-- Rows from a collection --

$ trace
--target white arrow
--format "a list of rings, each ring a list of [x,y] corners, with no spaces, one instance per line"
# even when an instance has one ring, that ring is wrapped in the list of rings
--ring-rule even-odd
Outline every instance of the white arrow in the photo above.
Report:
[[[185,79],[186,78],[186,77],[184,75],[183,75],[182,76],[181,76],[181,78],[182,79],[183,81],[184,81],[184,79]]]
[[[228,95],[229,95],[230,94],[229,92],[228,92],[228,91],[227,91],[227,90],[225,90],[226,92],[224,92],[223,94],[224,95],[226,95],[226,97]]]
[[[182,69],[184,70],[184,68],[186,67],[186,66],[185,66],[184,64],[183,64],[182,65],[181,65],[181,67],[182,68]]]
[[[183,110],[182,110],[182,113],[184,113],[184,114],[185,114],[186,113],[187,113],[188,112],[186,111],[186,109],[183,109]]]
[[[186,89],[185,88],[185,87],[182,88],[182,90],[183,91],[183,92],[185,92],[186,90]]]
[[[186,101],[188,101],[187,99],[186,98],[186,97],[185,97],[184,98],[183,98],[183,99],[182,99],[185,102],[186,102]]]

-- GIVEN INSTRUCTION --
Copy the rows above character for character, keeping every line in the same order.

-- ANSWER IN FULL --
$ trace
--target white arrow
--format "a list of rings, each ring a list of [x,y] corners, with no spaces, one instance per line"
# even when an instance has one ring, that ring is wrapped in the list of rings
--ring-rule even-odd
Outline every instance of the white arrow in the photo above.
Report:
[[[185,79],[186,78],[186,77],[184,75],[183,75],[182,76],[181,76],[181,78],[182,79],[183,81],[184,81],[184,79]]]
[[[228,95],[229,95],[230,94],[229,92],[228,92],[228,91],[227,91],[227,90],[225,90],[226,92],[224,92],[223,94],[224,95],[226,95],[226,97]]]
[[[182,69],[184,70],[184,68],[186,67],[186,66],[185,66],[184,64],[183,64],[182,65],[181,65],[181,67],[182,68]]]
[[[183,110],[182,110],[182,113],[184,113],[184,114],[185,114],[186,113],[187,113],[188,112],[186,111],[186,109],[183,109]]]
[[[186,89],[185,88],[185,87],[182,88],[182,90],[183,91],[183,92],[185,92],[186,90]]]
[[[186,101],[188,101],[187,99],[186,98],[186,97],[185,97],[184,98],[183,98],[183,99],[182,99],[185,102],[186,102]]]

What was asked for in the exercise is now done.